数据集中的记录
══════════════════════════════

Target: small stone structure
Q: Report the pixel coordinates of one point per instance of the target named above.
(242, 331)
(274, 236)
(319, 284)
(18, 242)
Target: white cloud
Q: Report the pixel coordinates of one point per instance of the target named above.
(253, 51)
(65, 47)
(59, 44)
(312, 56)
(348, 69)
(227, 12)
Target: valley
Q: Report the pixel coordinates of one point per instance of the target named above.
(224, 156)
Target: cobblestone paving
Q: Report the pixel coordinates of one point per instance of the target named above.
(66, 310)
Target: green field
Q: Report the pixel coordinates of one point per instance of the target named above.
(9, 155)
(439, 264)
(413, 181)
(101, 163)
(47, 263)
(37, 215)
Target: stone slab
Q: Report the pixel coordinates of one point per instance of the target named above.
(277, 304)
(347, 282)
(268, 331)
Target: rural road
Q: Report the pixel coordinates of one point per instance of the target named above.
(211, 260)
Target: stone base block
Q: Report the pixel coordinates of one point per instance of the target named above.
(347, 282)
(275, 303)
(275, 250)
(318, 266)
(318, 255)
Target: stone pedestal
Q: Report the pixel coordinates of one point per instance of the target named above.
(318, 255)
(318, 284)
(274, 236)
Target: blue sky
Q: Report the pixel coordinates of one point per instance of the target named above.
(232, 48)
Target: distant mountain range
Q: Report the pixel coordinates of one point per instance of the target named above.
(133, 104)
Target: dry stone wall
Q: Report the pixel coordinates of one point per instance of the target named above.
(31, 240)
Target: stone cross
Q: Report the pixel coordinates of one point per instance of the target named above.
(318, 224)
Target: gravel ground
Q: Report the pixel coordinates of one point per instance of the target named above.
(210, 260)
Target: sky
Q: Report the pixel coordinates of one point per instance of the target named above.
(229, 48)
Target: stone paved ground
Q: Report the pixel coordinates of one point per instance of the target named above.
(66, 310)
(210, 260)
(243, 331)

══════════════════════════════

练习说明: 将上述全部条目逐行转换为 Markdown 表格，略去空行，两列分别命名为"序号"和"内容"。

参考答案:
| 序号 | 内容 |
|---|---|
| 1 | Target: small stone structure |
| 2 | Q: Report the pixel coordinates of one point per instance of the target named above. |
| 3 | (242, 331) |
| 4 | (274, 236) |
| 5 | (319, 284) |
| 6 | (18, 242) |
| 7 | Target: white cloud |
| 8 | Q: Report the pixel coordinates of one point per instance of the target named above. |
| 9 | (253, 51) |
| 10 | (65, 47) |
| 11 | (59, 44) |
| 12 | (312, 56) |
| 13 | (348, 69) |
| 14 | (227, 12) |
| 15 | Target: valley |
| 16 | Q: Report the pixel coordinates of one point per instance of the target named above. |
| 17 | (224, 156) |
| 18 | Target: cobblestone paving |
| 19 | Q: Report the pixel coordinates of one point per instance of the target named above. |
| 20 | (66, 310) |
| 21 | Target: green field |
| 22 | Q: Report the pixel coordinates of one point per instance of the target named above. |
| 23 | (9, 155) |
| 24 | (439, 264) |
| 25 | (413, 181) |
| 26 | (101, 163) |
| 27 | (47, 263) |
| 28 | (37, 215) |
| 29 | Target: stone slab |
| 30 | Q: Report the pixel coordinates of one point per instance of the target named above. |
| 31 | (277, 304) |
| 32 | (347, 282) |
| 33 | (268, 331) |
| 34 | Target: rural road |
| 35 | Q: Report the pixel coordinates of one point per instance of the target named above. |
| 36 | (211, 260) |
| 37 | Target: stone base block |
| 38 | Q: Report the pixel coordinates of one point per instance of the target named above. |
| 39 | (347, 282) |
| 40 | (275, 303) |
| 41 | (275, 250) |
| 42 | (318, 266) |
| 43 | (318, 255) |
| 44 | Target: stone pedestal |
| 45 | Q: Report the pixel coordinates of one point per instance of the target named above. |
| 46 | (318, 255) |
| 47 | (318, 284) |
| 48 | (274, 236) |
| 49 | Target: blue sky |
| 50 | Q: Report the pixel coordinates of one point per instance of the target named above. |
| 51 | (232, 48) |
| 52 | Target: distant mountain range |
| 53 | Q: Report the pixel coordinates of one point per instance of the target named above. |
| 54 | (133, 104) |
| 55 | Target: dry stone wall |
| 56 | Q: Report the pixel coordinates of one point per instance of the target named above. |
| 57 | (31, 240) |
| 58 | Target: stone cross |
| 59 | Q: Report the pixel coordinates of one point per instance of the target named above. |
| 60 | (318, 224) |
| 61 | Target: gravel ground |
| 62 | Q: Report the pixel coordinates of one point per instance of the target named above. |
| 63 | (210, 260) |
| 64 | Target: sky |
| 65 | Q: Report the pixel coordinates of one point per instance of the target named above. |
| 66 | (229, 48) |
| 67 | Target: stone paved ground |
| 68 | Q: Report the pixel coordinates of one point per instance of the target named above. |
| 69 | (66, 310) |
| 70 | (210, 260) |
| 71 | (243, 331) |